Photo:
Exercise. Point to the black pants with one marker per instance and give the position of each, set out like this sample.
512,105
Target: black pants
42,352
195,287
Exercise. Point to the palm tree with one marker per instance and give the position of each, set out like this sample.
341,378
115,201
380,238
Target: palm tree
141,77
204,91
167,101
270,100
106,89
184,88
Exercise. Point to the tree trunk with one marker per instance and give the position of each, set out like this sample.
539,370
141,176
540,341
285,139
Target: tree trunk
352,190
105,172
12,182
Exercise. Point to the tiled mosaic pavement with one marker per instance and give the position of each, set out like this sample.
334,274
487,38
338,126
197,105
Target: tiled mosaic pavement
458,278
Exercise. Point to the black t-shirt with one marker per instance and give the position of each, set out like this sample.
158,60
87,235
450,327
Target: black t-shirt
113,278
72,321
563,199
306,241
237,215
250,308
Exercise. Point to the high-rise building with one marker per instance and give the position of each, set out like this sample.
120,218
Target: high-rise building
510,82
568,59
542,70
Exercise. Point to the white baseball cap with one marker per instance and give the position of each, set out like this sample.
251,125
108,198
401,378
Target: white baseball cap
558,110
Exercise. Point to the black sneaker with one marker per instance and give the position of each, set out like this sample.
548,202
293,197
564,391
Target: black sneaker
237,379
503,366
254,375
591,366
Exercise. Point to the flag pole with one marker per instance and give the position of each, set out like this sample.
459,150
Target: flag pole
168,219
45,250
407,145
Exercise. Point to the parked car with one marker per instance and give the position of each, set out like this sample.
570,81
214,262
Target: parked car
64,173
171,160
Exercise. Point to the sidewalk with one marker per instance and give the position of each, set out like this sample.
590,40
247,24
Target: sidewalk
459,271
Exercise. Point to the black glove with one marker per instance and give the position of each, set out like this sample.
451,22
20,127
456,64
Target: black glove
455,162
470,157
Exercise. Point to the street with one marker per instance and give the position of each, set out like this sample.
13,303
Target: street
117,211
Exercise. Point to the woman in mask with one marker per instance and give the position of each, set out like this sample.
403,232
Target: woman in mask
◆ ◆ ◆ ◆
What is needed: Reproduce the listing above word for word, line by line, in its original order.

Answer for this exercise:
Photo:
Exercise. Point to the black pants with one marker per instance and give the position of each, set out like this sample.
512,105
Target: black pants
42,352
195,287
Exercise. Point to the palm tree with one marker per instance and give the position of each, set out like this sample.
341,378
115,201
380,238
Target: palm tree
141,77
204,91
167,101
270,100
106,89
184,88
Exercise. Point to the tree trunk with one marker per instance and give the position of each, set out like this sample.
539,370
141,176
540,341
285,139
Target: tree trunk
352,190
105,172
12,182
Exercise. Point to the tiled mosaic pavement with one marker per instance and give the position of each, set out like this sample.
334,274
487,38
338,126
197,105
Target: tiled mosaic pavement
458,278
Exercise. Point to the black t-shirt with one marker per instance and give the position of each, set out like this sample.
158,60
87,235
450,327
Target: black t-shirt
113,278
72,321
563,199
306,241
237,215
250,308
Exercise. Point to the high-rise building with one marker per instance and give the position of each, set out like this sample.
120,218
Target: high-rise building
510,82
568,59
542,70
Exercise. Point to the white baseball cap with one marker per instance and give the position of each, set out like this sample.
251,125
108,198
401,378
Target: white baseball cap
558,110
Exercise. Point to the black sneaker with one marker per instance and give the position of each, set out like this sample.
548,202
293,197
564,391
Target: black sneaker
237,379
503,366
254,375
591,366
Exercise. Point to the flag pole with one marker per instance and give the position of each, set out like this sample.
459,150
Target: flag pole
168,219
45,250
407,145
Exercise. Point to the parked car with one marker per instance and give the position of each, set out like this sample.
570,81
214,262
Target: parked car
64,173
171,160
Exercise. Point to the sidewalk with one marker per instance and give the position of each, set out like this sample.
590,40
247,24
Target: sidewalk
459,271
Exercise. Point to the black glove with one marker per instance and give the position of each, set out like this sample.
451,22
20,127
456,64
Target: black glove
455,162
470,157
Exercise. Point to the street with one marker per instance and give the position of each, set out like this sample.
13,303
Target: street
117,211
Exercise. Point to the woman in mask with one marker per instance and give the position of each, set out like this sample.
403,232
Target: woman in mask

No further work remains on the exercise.